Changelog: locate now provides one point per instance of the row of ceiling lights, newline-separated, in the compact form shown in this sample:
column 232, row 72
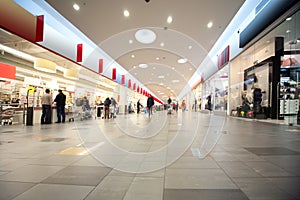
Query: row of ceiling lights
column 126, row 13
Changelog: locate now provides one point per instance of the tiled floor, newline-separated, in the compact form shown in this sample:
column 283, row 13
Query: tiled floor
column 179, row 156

____________________

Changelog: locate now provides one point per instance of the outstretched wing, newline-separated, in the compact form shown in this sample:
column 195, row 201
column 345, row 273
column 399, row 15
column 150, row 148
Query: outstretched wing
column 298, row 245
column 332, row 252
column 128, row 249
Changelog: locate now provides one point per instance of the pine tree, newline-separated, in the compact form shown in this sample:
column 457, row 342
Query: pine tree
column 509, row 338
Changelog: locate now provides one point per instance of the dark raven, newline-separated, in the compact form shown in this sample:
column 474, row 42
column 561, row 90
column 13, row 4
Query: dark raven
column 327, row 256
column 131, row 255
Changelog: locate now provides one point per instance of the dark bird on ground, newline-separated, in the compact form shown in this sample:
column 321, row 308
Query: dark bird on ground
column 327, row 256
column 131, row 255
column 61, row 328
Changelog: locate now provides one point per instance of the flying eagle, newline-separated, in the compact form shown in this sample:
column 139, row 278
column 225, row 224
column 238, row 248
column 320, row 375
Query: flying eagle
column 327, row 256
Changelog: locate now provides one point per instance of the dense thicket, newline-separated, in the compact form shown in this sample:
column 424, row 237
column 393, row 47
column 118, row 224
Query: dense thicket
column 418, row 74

____________________

**TASK PROMPT**:
Take from the material above the lines running from the one with "column 225, row 224" through the one with "column 424, row 237", and repeat them exactly, with nothing else.

**RESULT BELOW**:
column 225, row 224
column 238, row 248
column 320, row 375
Query: flying eagle
column 327, row 256
Changelog: locate now provides one point per instance of the dense thicket, newline-separated, in the compact form shown in this sample:
column 424, row 237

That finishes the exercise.